Thursday, December 22, 2022

Recovery at Christmas

I am now into my 11th week of recovery. I had originally set myself a benchmark of Christmas to be feeling reasonably normal/well again, and to a certain extent, this is true. I do feel normal and well again. Of course, the funny thing about cancer, as I have said in previous posts, is that you actually feel normal and well when you have cancer, but it’s the treatment that makes you unwell, as has been the case with radiotherapy. I still have good days and bad days, up days and down days. Some of the side effects that I thought might have improved by now are:

  • Dry mouth – this is a funny one because, compared to many people, lack of saliva hasn't been a significant issue for me. It varies each day, and while I always seem to have 'enough' saliva in my mouth, it can feel very dry at times. It is most noticeable at night when I find I am extremely thirsty and no amount of water can quench that thirst (and no, I haven’t had any wine to cause the thirst!), and sometimes during the day when I eat particular foods. For example, I used to love snacking on unsalted walnuts or almonds, but now they are like eating wallpaper paste. Obviously I have never actually consumed wallpaper paste but this is how I imagine it would be. It is as though the nuts absorb every drop of moisture in my mouth, making it impossible to swallow them without several helpful gulps of water. Bread is similar, and some biscuits too. This is perfectly normal after radiotherapy and I am definitely fortunate to have escaped the dreaded dry mouth more than most people, but it is still very frustrating at times.

**Exercise instructions:** Translate this sentence from the blog post about recovery at Christmas into Spanish: "It varies each day, and while I always seem to have 'enough' saliva in my mouth, it can feel very dry at times."

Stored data
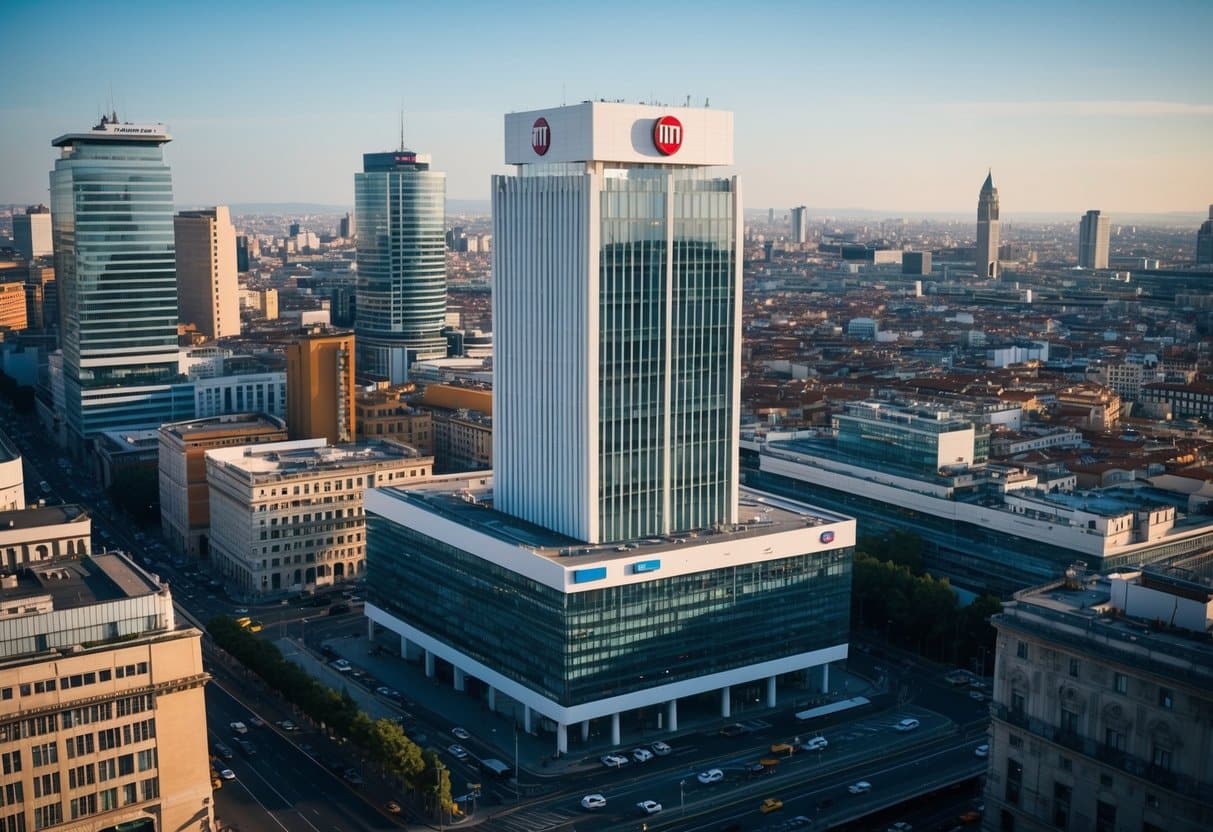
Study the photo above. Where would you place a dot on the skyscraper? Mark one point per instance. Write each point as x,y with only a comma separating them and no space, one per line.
616,297
1205,241
400,302
32,232
987,231
206,262
112,218
605,559
799,224
1093,234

**Solution for this problem:** Varía cada día y, aunque siempre parezco tener saliva "suficiente" en la boca, a veces puede sentirse muy seca.